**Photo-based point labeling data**
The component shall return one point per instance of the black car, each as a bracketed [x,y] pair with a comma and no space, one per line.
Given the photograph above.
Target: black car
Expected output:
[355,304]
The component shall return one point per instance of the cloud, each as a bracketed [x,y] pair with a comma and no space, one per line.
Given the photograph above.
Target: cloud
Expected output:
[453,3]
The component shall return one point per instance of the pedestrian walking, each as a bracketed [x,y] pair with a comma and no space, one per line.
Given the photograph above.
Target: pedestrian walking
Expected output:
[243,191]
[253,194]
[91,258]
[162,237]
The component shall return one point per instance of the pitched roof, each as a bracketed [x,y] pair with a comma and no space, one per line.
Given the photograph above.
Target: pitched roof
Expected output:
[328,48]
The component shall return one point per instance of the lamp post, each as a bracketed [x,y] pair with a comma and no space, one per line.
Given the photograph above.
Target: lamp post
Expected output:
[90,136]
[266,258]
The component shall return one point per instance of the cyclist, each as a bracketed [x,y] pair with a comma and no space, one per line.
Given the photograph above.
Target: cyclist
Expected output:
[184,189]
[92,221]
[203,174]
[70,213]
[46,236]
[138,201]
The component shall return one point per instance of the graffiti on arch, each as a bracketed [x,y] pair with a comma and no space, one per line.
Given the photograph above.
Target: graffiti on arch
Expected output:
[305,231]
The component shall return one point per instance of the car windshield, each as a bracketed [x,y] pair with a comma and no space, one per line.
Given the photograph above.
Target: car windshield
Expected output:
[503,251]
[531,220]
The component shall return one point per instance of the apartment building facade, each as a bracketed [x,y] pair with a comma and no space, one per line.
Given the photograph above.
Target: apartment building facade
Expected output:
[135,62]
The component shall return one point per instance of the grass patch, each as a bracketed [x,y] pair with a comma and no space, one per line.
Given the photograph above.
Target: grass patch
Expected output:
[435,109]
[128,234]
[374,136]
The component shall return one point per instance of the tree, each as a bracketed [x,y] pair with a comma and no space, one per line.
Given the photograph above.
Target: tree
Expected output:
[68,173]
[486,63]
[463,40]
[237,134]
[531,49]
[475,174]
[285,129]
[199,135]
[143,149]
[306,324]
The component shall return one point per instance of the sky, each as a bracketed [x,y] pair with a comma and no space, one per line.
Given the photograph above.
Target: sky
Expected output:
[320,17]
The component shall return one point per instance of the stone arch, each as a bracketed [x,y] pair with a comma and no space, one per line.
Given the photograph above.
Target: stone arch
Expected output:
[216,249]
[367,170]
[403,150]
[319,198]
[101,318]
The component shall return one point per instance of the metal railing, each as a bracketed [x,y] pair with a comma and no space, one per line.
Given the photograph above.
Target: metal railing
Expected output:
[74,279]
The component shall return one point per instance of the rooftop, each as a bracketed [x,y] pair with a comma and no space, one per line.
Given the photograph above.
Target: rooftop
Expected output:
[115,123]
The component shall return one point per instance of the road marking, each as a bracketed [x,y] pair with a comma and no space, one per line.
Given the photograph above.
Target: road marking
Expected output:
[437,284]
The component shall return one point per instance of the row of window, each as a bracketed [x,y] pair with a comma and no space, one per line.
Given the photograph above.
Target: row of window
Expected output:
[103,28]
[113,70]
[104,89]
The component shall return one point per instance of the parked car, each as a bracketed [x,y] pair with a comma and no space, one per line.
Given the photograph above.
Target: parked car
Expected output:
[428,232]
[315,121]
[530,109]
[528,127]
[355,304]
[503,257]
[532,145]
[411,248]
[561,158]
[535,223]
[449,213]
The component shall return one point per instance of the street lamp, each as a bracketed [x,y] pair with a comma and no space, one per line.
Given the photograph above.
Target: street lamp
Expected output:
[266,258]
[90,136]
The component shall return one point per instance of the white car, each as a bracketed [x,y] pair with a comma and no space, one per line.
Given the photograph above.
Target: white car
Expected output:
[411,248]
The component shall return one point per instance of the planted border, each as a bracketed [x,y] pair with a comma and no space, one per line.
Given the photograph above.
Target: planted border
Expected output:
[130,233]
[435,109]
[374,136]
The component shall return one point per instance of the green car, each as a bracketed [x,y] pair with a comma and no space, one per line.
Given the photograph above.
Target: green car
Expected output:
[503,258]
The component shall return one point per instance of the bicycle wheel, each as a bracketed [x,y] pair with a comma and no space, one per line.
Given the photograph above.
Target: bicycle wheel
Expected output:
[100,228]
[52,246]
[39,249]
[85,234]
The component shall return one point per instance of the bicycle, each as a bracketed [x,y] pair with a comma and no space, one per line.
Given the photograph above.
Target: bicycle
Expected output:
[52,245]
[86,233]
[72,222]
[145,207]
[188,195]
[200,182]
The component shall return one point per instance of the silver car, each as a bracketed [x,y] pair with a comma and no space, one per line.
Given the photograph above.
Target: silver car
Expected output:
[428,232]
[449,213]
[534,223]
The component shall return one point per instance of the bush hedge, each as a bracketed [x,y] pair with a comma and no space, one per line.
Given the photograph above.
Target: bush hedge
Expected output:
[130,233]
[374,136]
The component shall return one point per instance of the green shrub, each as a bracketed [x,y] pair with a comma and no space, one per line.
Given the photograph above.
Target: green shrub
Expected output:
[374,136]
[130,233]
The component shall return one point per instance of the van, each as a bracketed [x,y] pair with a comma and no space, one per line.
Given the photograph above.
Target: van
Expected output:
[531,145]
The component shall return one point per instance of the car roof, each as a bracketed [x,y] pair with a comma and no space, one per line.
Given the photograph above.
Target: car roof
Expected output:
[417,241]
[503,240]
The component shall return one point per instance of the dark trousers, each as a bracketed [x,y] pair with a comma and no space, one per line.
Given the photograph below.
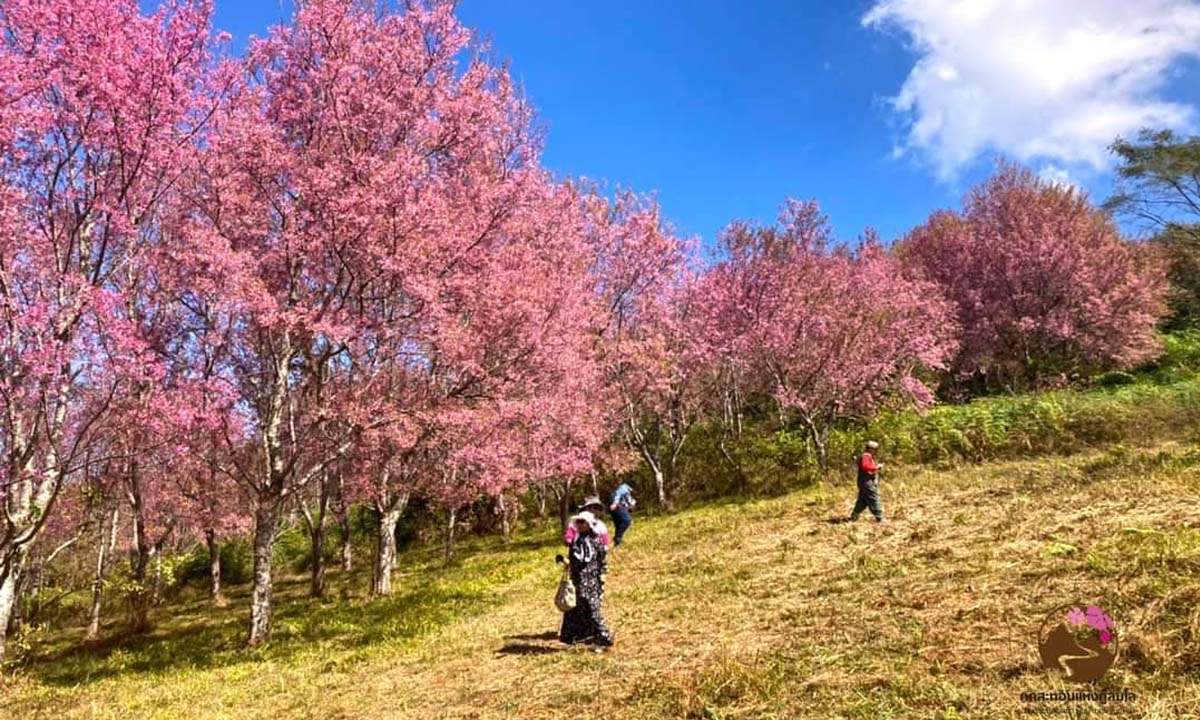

**YOUR OBJECTIVE**
Pull out every line in the entries above that contains the word "lamp", and copy each one in full.

**EXERCISE RESULT**
The component shall return one point per instance of the lamp post, each as a bracketed [x,y] pair with a comma and no space, one per line.
Target: lamp post
The component shall return one point per instance of the street lamp, each as a bracketed [x,y] pair with a comma and no space, one per line.
Target: street lamp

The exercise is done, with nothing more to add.